> **GIVEN PROBLEM 1**
In the commit diff below, how many files were changed?
> **GIVEN PROBLEM 2**
List every header file named on an #include line in the commit diff below.
> **GIVEN PROBLEM 3**
Continue the commit diff below, starting after its last line.

++++ EXTRACTED TEXT

Move the core of NS_ConvertUCS2toUTF8 into character sinks in nsUTF8Utils.h, and use them to make ToNewUTF8String faster. Fix bug in surrogate handling in the moved code. Fix null-termination bug in UTF8ToNewUnicode. b=206682 r=jag sr=alecf a=brendan

git-svn-id: svn://10.0.0.236/trunk@142764 18797224-902f-48f8-a5cc-f745e15eee43
2003-05-22 21:25:43 +00:00
parent 4013205ecb
commit ec7a16fd6d
10 changed files with 424 additions and 258 deletions
--- a/mozilla/xpcom/string/obsolete/nsString.cpp
+++ b/mozilla/xpcom/string/obsolete/nsString.cpp
@@ -45,6 +45,7 @@
 #include "nsString.h"
 #include "nsReadableUtils.h"
 #include "nsDebug.h"
+#include "nsUTF8Utils.h"

 #ifndef nsCharTraits_h___
 #include "nsCharTraits.h"
@@ -54,8 +55,10 @@
 #include "prdtoa.h"
 #endif

+#ifdef DEBUG
 static const char* kPossibleNull = "Error: possible unintended null in string";
 static const char* kNullPointerError = "Error: unexpected null ptr";
+#endif
 static const char* kWhitespace="\b\t\r\n ";

 const nsBufferHandle<char>*
@@ -1084,111 +1087,47 @@ PRBool nsCString::EqualsWithConversion(const char* aCString,PRBool aIgnoreCase,P

 //----------------------------------------------------------------------

-NS_ConvertUCS2toUTF8::NS_ConvertUCS2toUTF8( const nsAString& aString )
+NS_ConvertUCS2toUTF8::NS_ConvertUCS2toUTF8( const PRUnichar* aString )

++++++++
++++ SUPPLIED RECORDS

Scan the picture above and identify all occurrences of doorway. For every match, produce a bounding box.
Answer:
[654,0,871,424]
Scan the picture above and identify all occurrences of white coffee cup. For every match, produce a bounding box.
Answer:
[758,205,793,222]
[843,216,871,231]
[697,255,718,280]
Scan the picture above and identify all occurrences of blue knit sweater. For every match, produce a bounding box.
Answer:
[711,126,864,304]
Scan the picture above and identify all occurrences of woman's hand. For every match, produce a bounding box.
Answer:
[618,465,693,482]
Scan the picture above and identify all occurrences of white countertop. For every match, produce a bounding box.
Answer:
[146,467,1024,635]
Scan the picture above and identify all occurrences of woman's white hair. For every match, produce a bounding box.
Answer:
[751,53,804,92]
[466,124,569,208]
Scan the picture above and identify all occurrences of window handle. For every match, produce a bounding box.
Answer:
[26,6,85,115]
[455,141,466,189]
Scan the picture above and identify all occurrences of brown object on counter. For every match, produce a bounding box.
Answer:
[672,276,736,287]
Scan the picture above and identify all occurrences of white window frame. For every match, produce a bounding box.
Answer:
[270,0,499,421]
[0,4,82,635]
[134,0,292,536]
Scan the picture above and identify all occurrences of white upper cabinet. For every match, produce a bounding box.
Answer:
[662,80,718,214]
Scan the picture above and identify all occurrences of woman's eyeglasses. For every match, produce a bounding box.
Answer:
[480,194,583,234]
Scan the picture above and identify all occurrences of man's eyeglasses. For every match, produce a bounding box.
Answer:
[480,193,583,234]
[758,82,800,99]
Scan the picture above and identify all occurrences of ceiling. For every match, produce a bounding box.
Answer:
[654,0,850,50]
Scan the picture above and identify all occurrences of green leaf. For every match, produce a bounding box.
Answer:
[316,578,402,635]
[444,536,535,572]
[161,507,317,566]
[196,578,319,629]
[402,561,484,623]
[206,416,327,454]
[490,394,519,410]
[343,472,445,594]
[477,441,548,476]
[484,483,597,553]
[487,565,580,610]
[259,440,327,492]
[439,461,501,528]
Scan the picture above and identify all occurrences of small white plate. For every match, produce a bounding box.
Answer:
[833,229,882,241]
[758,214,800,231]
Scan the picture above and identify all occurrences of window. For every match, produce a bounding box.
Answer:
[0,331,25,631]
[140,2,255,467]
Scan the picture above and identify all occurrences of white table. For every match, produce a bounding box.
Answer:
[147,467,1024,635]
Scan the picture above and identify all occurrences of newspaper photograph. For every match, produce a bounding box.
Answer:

++++++++

> **EXPECTED ANSWER 1**
10

> **EXPECTED ANSWER 2**
nsString.h, nsReadableUtils.h, nsDebug.h, nsUTF8Utils.h, nsCharTraits.h, prdtoa.h

> **EXPECTED ANSWER 3**
  {
-    nsAString::const_iterator start; aString.BeginReading(start);
-    nsAString::const_iterator end;   aString.EndReading(end);
-    
-    while (start != end) {
-      nsReadableFragment<PRUnichar> frag(start.fragment());
-      Append(frag.mStart, frag.mEnd - frag.mStart);
-      start.advance(start.size_forward());
-    }
+    if (!aString)
+      // Leave us as an uninitialized nsCAutoString.
+      return;
+    Init(nsDependentString(aString));
  }

-void
-NS_ConvertUCS2toUTF8::Append( const PRUnichar* aString, PRUint32 aLength )
+NS_ConvertUCS2toUTF8::NS_ConvertUCS2toUTF8( const PRUnichar* aString, PRUint32 aLength )
  {
-    // Handle null string by just leaving us as a brand-new
-    // uninitialized nsCAutoString.
-    if (! aString)
+    if (!aString)
+      // Leave us as an uninitialized nsCAutoString.
      return;
+    Init(Substring(aString, aString + aLength));
+  }

-    // Calculate how many bytes we need
-    const PRUnichar* p;
-    PRInt32 count, utf8len;
-    for (p = aString, utf8len = 0, count = aLength; 0 != count && 0 != (*p); count--, p++)
-      {
-        if (! ((*p) & 0xFF80))
-          utf8len += 1; // 0000 0000 - 0000 007F
-        else if (! ((*p) & 0xF800))
-          utf8len += 2; // 0000 0080 - 0000 07FF
-        else 
-          utf8len += 3; // 0000 0800 - 0000 FFFF
-        // Note: Surrogate pair needs 4 bytes, but in this calcuation
-        // we count it as 6 bytes. It will waste 2 bytes per surrogate pair
+void NS_ConvertUCS2toUTF8::Init( const nsAString& aString )
+  {
+    // Compute space required: do this once so we don't incur multiple
+    // allocations. This "optimization" is probably of dubious value...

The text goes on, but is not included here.